QUOTED PASSAGE:
──────────

Consumer Product Safety Improvement Act
- Other short titles: Consumer Product Safety Improvement Act of 2008
- Long title: An Act to establish consumer product safety standards and other safety requirements for children's products and to reauthorize and modernize the Consumer Product Safety Commission.
- Nicknames: Danny Keysar Child Product Safety Notification Act
- Enacted by: the 110th United States Congress
- Effective: August 14, 2008

Citations
- Public law: Pub. L. 110–314 (text) (PDF)
- Statutes at Large: 122 Stat. 3016

Codification
- Titles amended: 15 U.S.C.: Commerce and Trade
- U.S.C. sections amended: 15 U.S.C. ch. 30 § 1278a; 15 U.S.C. ch. 47 §§ 2051 et seq.;

Legislative history
- Introduced in the House as H.R. 4040 by Bobby Rush (D–IL) on November 1, 2007; Committee consideration by House Energy and Commerce Subcommittee on Commerce, Trade and Consumer Protection; Senate Appropriations Subcommittee on Financial Services and General Government; ; Passed the House on December 19, 2007 (407-0); Passed the Senate on March 6, 2008 (56-39, in lieu of S. 2663); Reported by the joint conference committee on July 29, 2008; agreed to by the House on July 30, 2008 (424-1) and by the Senate on July 30, 2008 (89-3); Signed into law by President George W. Bush on August 14, 2008;

= Consumer Product Safety Improvement Act of 2008 =

2008 U.S. law

The Consumer Product Safety Improvement Act of 2008 (CPSIA) is a United States law signed on August 14, 2008 by President George W. Bush.

──────────

RECORDED INFORMATION:
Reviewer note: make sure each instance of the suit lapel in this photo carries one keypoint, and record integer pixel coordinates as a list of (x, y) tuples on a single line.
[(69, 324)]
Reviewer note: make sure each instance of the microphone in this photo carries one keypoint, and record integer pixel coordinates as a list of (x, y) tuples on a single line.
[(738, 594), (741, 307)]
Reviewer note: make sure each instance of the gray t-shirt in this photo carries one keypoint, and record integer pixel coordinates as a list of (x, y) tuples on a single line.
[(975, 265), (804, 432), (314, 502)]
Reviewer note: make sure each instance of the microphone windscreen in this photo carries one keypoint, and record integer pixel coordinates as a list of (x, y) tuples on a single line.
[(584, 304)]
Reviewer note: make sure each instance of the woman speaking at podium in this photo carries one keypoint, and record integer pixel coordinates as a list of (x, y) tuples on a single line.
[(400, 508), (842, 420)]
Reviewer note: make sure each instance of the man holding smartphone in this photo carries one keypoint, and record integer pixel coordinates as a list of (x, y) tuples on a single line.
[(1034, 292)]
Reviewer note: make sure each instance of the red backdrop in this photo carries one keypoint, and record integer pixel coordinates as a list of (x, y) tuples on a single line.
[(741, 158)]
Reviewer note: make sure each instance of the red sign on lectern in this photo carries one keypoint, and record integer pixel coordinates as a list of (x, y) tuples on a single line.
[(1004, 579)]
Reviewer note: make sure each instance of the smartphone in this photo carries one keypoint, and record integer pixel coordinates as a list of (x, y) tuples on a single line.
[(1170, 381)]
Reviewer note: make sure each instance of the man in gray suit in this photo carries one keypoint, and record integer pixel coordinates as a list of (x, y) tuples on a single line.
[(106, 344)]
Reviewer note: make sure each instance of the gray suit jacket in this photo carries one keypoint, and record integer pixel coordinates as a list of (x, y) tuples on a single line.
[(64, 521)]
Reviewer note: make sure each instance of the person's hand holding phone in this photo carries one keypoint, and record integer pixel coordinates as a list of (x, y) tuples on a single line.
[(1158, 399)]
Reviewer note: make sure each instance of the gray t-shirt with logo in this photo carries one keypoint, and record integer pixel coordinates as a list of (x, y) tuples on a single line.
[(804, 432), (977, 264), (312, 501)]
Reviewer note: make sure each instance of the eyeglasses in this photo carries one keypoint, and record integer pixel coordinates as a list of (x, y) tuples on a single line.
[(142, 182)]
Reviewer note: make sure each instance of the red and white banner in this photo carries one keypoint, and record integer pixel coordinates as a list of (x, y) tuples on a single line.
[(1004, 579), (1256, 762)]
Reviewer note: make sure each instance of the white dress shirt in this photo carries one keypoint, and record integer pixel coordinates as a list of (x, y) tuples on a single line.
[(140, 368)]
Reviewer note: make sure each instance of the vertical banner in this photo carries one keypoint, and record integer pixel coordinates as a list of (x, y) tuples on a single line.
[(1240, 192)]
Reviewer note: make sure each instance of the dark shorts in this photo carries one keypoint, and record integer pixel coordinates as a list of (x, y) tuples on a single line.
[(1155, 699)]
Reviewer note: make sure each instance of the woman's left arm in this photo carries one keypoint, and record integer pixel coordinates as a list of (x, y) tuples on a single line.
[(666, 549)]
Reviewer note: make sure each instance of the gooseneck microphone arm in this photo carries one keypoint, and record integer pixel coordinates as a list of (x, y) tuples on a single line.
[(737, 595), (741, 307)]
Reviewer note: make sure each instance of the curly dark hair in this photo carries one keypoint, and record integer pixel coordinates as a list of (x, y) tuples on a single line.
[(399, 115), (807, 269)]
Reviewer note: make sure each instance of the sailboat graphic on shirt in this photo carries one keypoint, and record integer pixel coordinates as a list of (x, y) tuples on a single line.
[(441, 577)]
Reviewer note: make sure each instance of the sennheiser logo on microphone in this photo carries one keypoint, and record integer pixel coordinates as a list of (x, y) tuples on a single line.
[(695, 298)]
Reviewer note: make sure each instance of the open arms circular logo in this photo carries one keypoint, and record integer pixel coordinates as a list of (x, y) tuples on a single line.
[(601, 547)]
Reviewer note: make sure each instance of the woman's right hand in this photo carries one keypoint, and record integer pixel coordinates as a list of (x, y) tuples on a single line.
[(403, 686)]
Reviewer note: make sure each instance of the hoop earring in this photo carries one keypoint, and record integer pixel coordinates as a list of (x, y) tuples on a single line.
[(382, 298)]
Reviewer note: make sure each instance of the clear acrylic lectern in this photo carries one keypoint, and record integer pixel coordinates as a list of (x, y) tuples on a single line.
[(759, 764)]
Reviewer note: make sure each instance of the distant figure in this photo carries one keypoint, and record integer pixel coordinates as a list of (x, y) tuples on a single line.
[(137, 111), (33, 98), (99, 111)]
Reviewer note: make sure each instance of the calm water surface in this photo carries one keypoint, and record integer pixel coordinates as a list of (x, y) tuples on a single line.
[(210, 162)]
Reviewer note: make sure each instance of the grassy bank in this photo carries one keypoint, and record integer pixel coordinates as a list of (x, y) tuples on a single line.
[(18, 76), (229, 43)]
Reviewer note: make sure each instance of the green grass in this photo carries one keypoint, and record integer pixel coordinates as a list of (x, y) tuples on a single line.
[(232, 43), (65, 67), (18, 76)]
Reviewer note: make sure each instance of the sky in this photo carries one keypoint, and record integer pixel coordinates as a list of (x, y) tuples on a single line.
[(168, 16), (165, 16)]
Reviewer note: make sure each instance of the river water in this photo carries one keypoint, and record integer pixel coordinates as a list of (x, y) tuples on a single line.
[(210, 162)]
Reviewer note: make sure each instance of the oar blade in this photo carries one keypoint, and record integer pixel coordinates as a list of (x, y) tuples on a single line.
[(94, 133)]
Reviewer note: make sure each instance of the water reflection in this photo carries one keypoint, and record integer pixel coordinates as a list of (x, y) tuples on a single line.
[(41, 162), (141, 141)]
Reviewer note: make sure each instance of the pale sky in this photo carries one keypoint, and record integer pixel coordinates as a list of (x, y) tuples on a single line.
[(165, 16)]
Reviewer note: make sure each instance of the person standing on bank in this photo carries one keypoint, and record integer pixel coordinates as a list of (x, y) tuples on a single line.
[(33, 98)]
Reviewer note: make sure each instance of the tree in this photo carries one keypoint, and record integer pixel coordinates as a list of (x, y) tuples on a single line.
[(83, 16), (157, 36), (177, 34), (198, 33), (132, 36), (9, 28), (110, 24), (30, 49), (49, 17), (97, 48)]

──────────

SET EXERCISE: Please write out the part of the Consumer Product Safety Improvement Act page that begins at the words "2008 U.S. law" and stops after "George W. Bush.".

PROBLEM SOLUTION:
2008 U.S. law

The Consumer Product Safety Improvement Act of 2008 (CPSIA) is a United States law signed on August 14, 2008 by President George W. Bush.